***** DATA SHOWN *****

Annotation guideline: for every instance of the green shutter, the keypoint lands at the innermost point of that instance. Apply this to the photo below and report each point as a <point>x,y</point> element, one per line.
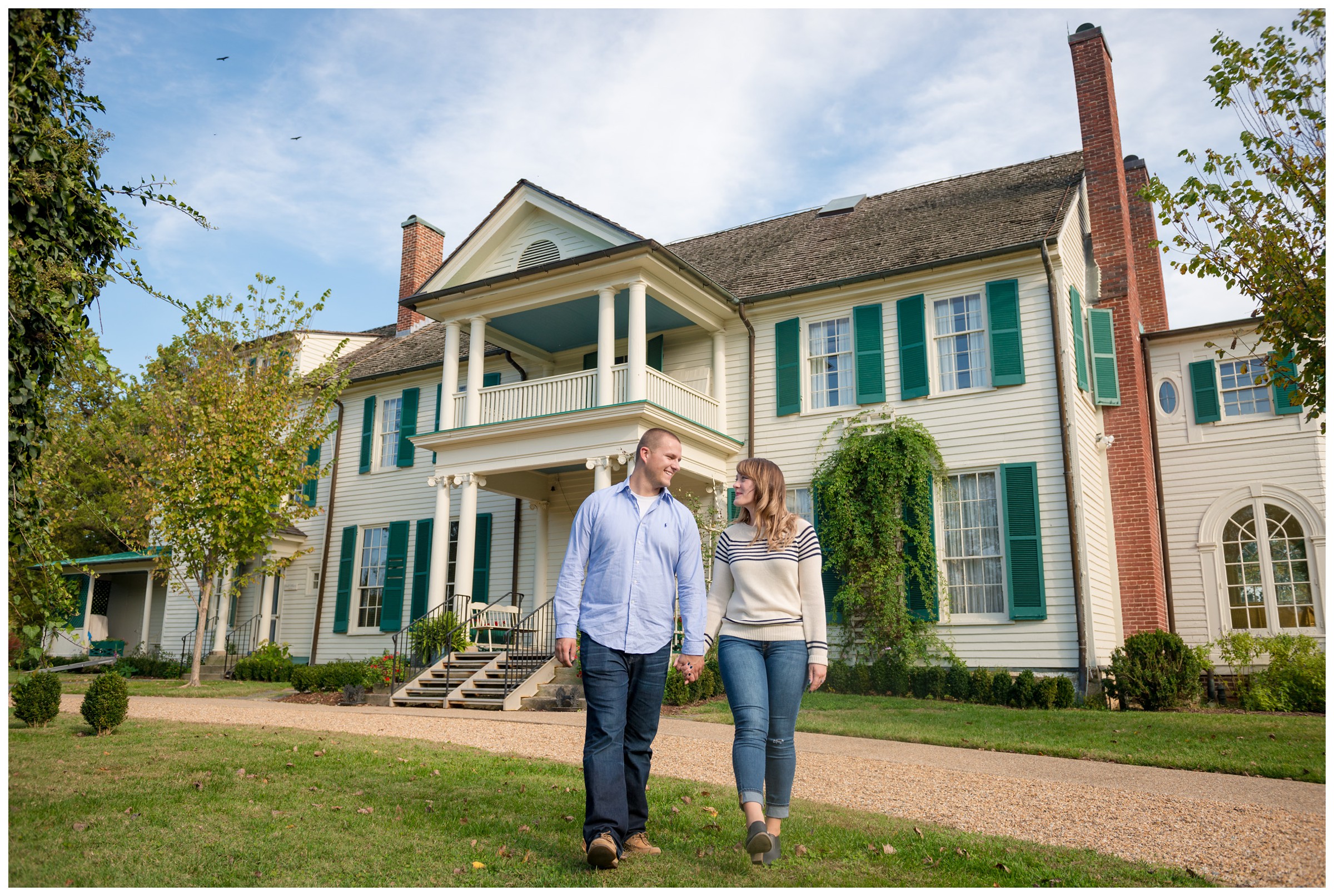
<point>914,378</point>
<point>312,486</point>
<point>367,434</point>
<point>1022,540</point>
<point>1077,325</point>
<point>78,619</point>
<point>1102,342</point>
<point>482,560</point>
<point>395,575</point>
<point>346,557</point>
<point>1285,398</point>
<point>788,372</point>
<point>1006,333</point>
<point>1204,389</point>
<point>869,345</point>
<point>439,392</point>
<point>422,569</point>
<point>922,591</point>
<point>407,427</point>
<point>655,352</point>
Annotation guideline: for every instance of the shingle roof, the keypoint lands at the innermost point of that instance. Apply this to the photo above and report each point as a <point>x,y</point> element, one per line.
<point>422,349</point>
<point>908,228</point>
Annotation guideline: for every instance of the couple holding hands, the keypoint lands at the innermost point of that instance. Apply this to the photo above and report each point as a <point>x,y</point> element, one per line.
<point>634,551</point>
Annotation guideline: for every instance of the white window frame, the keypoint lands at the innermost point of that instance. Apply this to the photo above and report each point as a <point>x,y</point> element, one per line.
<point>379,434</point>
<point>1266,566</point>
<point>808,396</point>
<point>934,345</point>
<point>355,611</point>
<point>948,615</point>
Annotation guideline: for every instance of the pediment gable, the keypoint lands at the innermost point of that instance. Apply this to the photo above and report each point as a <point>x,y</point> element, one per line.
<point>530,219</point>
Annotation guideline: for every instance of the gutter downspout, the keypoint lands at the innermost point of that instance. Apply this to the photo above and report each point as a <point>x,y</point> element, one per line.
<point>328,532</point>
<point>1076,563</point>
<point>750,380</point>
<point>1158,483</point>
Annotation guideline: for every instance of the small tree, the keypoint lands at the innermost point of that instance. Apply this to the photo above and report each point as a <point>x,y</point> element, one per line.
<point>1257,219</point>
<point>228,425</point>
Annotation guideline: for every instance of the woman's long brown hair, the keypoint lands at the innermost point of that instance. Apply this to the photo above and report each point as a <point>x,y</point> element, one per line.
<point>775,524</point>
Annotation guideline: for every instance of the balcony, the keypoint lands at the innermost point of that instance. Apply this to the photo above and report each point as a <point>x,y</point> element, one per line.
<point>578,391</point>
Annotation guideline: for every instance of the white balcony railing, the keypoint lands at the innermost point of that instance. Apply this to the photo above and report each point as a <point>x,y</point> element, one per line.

*****

== JOB ==
Format the lines above as a Markdown table with the columns "Row" and "Line", numbering each row and skipping blank lines. Leave the pictures out of the table.

== FINAL RESULT ==
| Row | Line |
|---|---|
| 1 | Annotation guideline: for every instance of the green shutter, the keypoint lands at the innermost point of that instance. Apply this to the photo below and report each point as a <point>x,y</point> element, one per line. |
| 2 | <point>914,378</point> |
| 3 | <point>312,486</point> |
| 4 | <point>367,434</point> |
| 5 | <point>1022,540</point> |
| 6 | <point>1077,325</point> |
| 7 | <point>78,619</point> |
| 8 | <point>1102,342</point> |
| 9 | <point>482,560</point> |
| 10 | <point>395,575</point> |
| 11 | <point>346,557</point> |
| 12 | <point>1285,398</point> |
| 13 | <point>788,372</point> |
| 14 | <point>1006,333</point> |
| 15 | <point>1204,389</point> |
| 16 | <point>869,345</point> |
| 17 | <point>439,392</point> |
| 18 | <point>422,569</point> |
| 19 | <point>922,591</point> |
| 20 | <point>407,427</point> |
| 21 | <point>655,352</point> |
| 22 | Annotation guideline: for every instance of the shingle roof, the keypoint lands at the innermost point of that instance. Apply this to the photo above and report each point as a <point>x,y</point> element, one per line. |
| 23 | <point>422,349</point> |
| 24 | <point>908,228</point> |
| 25 | Annotation guideline: for every instance of the couple holding hands, the keypoint lands at the innermost point of that instance. Apply this to the photo above and report each point as a <point>x,y</point> element, one per line. |
| 26 | <point>634,551</point> |
| 27 | Annotation guideline: for every instance of the white window frame, the keypoint lands at the innermost point of that instance. Apply this to the photo above and report each point as a <point>x,y</point> element, one per line. |
| 28 | <point>379,434</point> |
| 29 | <point>1266,566</point> |
| 30 | <point>808,396</point> |
| 31 | <point>934,345</point> |
| 32 | <point>355,611</point> |
| 33 | <point>948,615</point> |
| 34 | Annotation guideline: for every instance of the pediment gable, the keypoint lands at the innermost point of that instance. Apply this to the photo above and report each point as a <point>x,y</point> element, one per line. |
| 35 | <point>530,219</point> |
| 36 | Annotation guideline: for every instance of the gutter downspout, the keypoint lands at the innermost point of that instance. Apply this to the photo above and report each point as a <point>x,y</point> element, one per line. |
| 37 | <point>328,532</point> |
| 38 | <point>1076,563</point> |
| 39 | <point>750,380</point> |
| 40 | <point>1158,483</point> |
| 41 | Annotation guideline: for every instance of the small tree, the keypoint lands at the innermost point of that instance. Apply this to the photo above and report each point as a <point>x,y</point> element, one per line. |
| 42 | <point>1257,219</point> |
| 43 | <point>228,425</point> |
| 44 | Annotation guideline: for every instance of the woman's long brown hair, the keypoint lands at the innermost point of that instance. Apply this to the photo above and report each point as a <point>x,y</point> element, one per line. |
| 45 | <point>775,524</point> |
| 46 | Annotation guideline: for every instance of the balcony, the keypoint lands at the innermost point of that instance. Apply this to the photo above and report each point as a <point>x,y</point> element, one per line. |
| 47 | <point>578,391</point> |
| 48 | Annotation guideline: for every instance of the white balcony railing, the keypoint lands at the innermost point of that instance. Apply this to the photo above and report each point as a <point>x,y</point> element, one per line. |